------ DATA FOR THIS TASK

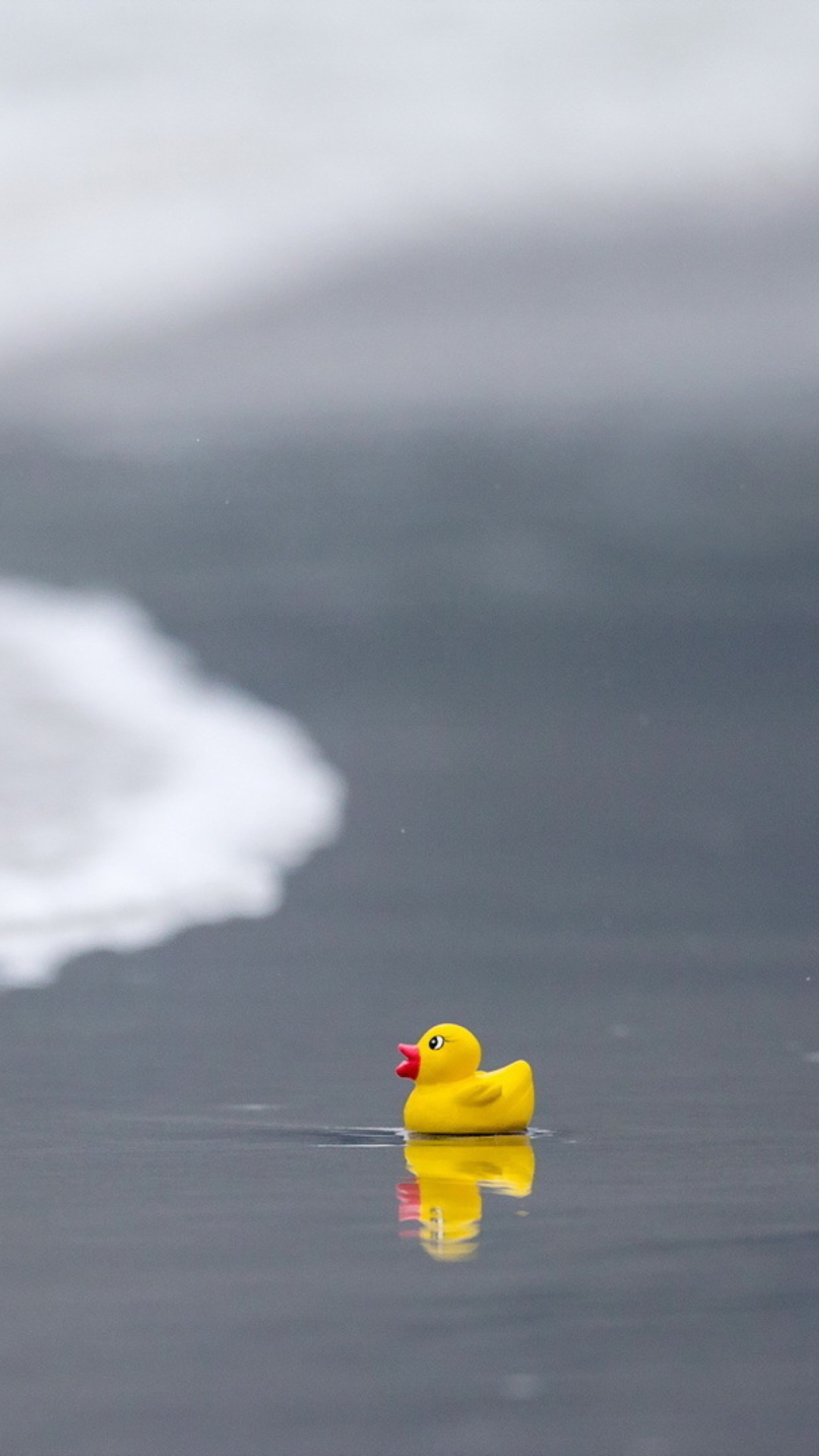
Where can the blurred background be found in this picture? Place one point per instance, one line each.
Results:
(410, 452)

------------
------ DATA FOR THIS TASK

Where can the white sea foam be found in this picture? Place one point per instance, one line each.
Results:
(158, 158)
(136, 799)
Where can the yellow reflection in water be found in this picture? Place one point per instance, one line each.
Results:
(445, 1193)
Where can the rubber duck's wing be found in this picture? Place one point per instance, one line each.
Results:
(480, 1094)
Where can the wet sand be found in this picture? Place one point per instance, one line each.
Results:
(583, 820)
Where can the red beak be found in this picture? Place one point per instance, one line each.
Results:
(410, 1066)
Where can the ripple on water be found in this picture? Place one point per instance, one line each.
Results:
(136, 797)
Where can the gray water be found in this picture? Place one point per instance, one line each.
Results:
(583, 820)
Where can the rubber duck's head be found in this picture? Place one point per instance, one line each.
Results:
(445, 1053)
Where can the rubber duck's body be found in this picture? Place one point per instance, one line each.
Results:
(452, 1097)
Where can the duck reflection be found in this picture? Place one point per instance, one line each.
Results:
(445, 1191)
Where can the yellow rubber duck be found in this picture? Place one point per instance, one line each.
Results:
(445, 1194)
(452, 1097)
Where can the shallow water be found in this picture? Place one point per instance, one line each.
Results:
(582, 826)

------------
------ DATA FOR THIS TASK

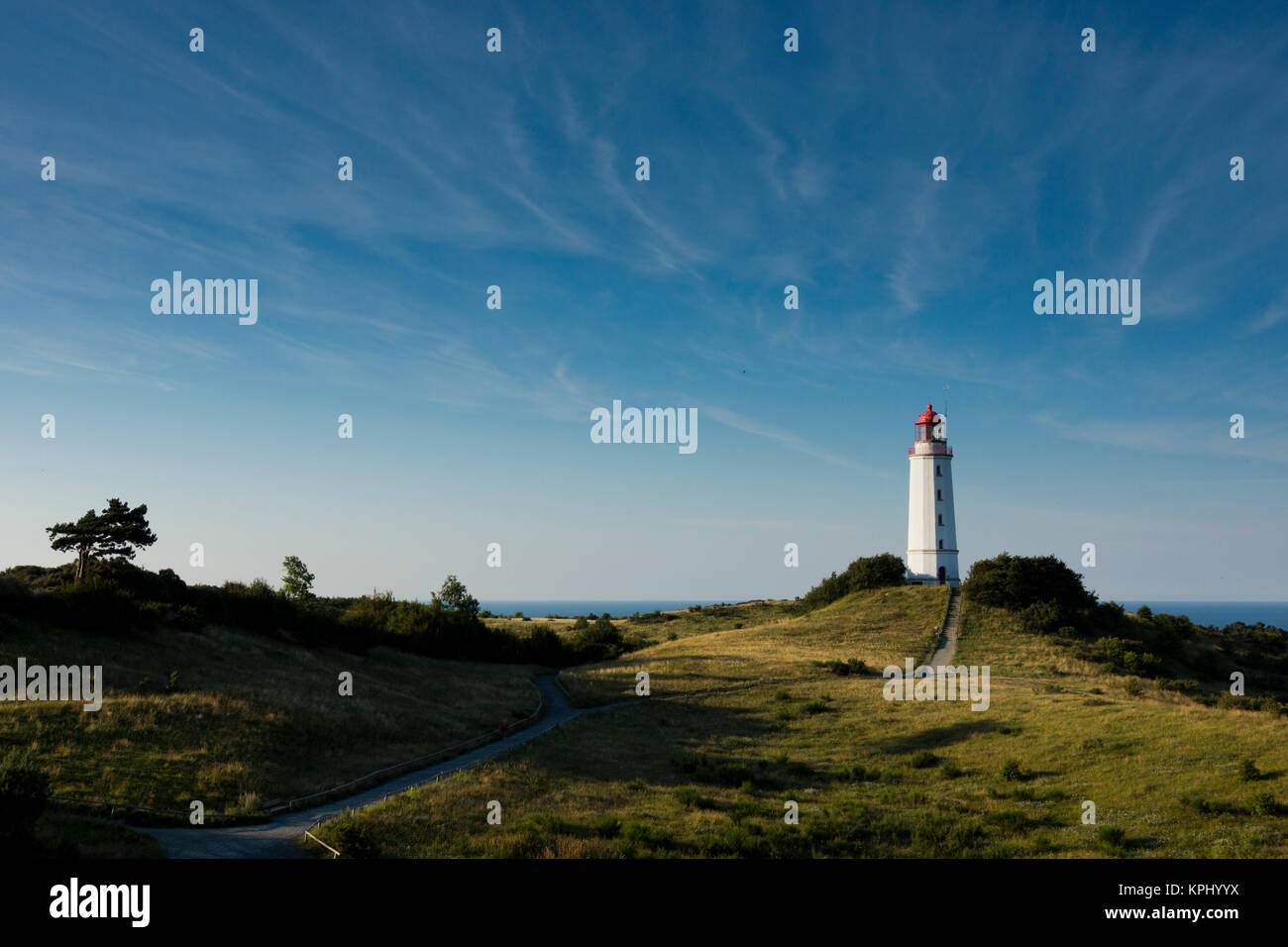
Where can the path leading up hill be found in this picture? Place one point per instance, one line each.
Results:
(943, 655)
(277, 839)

------------

▸ **YOUR GOAL**
Going back over the entries above, copy word for word every line from the one that has "Where can the rubber duck's body" on through the one that has "Where can the yellow rubber".

▸ **RESPONSE FOR THIS EXERCISE**
Where can the rubber duck's body be found in this picture? Place one point per instance, one line each.
Results:
(452, 1097)
Where can the duck reflection be found in this picture? Place one point per instance, one line each.
Results:
(445, 1191)
Where can the yellow rubber duck be found in this picture? Place one point per instance, one line each.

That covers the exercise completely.